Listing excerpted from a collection

⁂

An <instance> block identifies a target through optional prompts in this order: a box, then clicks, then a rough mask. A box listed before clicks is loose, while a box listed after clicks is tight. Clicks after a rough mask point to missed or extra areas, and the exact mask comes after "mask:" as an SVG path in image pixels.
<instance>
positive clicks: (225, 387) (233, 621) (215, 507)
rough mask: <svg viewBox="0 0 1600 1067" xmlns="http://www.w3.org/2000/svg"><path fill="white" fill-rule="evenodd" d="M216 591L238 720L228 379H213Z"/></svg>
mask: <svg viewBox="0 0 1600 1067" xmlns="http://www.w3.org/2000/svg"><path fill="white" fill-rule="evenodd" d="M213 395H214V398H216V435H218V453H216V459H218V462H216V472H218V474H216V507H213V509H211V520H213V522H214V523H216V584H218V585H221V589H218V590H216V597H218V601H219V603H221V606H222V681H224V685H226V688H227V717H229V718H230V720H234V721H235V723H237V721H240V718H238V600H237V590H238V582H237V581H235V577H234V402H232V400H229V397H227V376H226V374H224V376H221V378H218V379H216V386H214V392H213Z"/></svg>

⁂

* WORK INSTRUCTION:
Reproduce the listing above line for line, changing nothing.

* SOLUTION TO THIS EXERCISE:
An <instance> block identifies a target through optional prompts in this order: a box, then clicks, then a rough mask. A box listed before clicks is loose, while a box listed after clicks is tight. Clicks after a rough mask point to missed or extra areas, and the exact mask comes after "mask:" as an SVG path in image pixels.
<instance>
positive clicks: (225, 387) (233, 621) (215, 507)
rough mask: <svg viewBox="0 0 1600 1067" xmlns="http://www.w3.org/2000/svg"><path fill="white" fill-rule="evenodd" d="M216 591L238 720L228 379H213Z"/></svg>
mask: <svg viewBox="0 0 1600 1067" xmlns="http://www.w3.org/2000/svg"><path fill="white" fill-rule="evenodd" d="M213 395H214V398H216V435H218V453H216V459H218V462H216V472H218V474H216V507H213V509H211V520H213V522H214V523H216V584H218V585H221V589H218V590H216V597H218V601H219V603H221V606H222V681H224V685H226V688H227V717H229V718H230V720H234V721H235V723H237V721H240V718H238V600H237V590H238V582H237V581H235V577H234V402H232V400H229V397H227V376H226V374H224V376H221V378H218V379H216V386H214V392H213Z"/></svg>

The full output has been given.